━━━━━ Records for this exercise ━━━━━

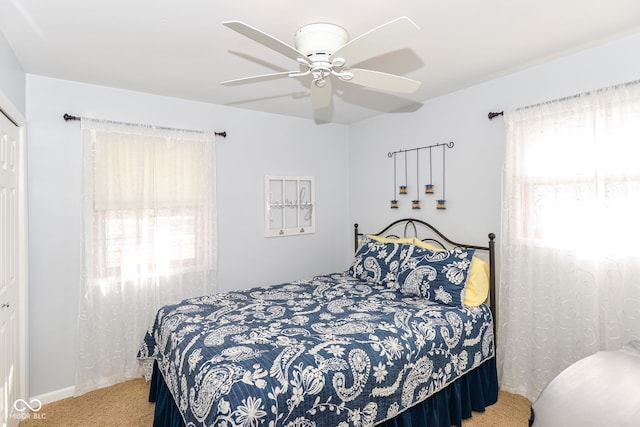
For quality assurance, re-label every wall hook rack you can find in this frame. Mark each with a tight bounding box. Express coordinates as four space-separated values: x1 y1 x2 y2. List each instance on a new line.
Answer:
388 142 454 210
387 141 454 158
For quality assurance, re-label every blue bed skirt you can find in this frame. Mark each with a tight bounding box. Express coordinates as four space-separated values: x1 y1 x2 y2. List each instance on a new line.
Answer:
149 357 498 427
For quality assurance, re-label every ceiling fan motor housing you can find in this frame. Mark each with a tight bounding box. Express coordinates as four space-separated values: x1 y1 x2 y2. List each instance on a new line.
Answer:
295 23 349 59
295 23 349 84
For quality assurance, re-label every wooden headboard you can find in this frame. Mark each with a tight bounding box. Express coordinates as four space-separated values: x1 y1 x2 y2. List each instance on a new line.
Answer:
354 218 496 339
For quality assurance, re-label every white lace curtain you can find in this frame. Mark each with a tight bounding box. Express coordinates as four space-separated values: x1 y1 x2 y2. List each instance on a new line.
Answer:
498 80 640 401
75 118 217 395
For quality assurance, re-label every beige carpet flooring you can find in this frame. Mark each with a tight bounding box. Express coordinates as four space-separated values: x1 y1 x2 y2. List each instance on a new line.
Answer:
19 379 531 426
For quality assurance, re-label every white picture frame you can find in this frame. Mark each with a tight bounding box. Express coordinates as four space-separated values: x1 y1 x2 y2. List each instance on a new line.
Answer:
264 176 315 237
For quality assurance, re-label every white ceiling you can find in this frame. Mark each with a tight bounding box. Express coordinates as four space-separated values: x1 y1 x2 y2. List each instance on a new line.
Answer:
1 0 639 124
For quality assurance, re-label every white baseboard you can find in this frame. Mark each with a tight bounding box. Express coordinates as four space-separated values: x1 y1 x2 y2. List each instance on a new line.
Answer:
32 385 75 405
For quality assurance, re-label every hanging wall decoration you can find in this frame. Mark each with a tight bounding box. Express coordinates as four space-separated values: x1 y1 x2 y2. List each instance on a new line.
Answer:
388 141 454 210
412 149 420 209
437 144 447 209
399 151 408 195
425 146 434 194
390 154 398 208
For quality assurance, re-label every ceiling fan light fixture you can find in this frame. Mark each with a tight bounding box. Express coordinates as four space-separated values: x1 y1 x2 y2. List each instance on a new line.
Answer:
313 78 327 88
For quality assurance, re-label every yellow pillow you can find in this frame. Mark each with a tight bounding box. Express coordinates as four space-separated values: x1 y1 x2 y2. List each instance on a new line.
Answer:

━━━━━
━━━━━ Records for this exercise ━━━━━

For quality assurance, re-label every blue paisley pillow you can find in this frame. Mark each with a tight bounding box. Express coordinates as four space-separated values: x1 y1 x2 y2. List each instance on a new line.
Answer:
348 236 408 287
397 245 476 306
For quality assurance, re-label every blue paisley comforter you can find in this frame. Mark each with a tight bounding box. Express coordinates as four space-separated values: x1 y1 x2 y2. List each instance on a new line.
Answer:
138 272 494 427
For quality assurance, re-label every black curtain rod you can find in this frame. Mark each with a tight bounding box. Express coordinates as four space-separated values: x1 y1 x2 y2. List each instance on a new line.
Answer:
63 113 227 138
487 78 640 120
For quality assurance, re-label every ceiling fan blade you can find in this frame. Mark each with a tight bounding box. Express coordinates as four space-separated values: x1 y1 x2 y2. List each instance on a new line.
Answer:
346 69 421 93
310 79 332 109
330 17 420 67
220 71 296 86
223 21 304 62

━━━━━

Report the number of lines in the records above that include "pillow", leaving out any other words.

Exercise output> 2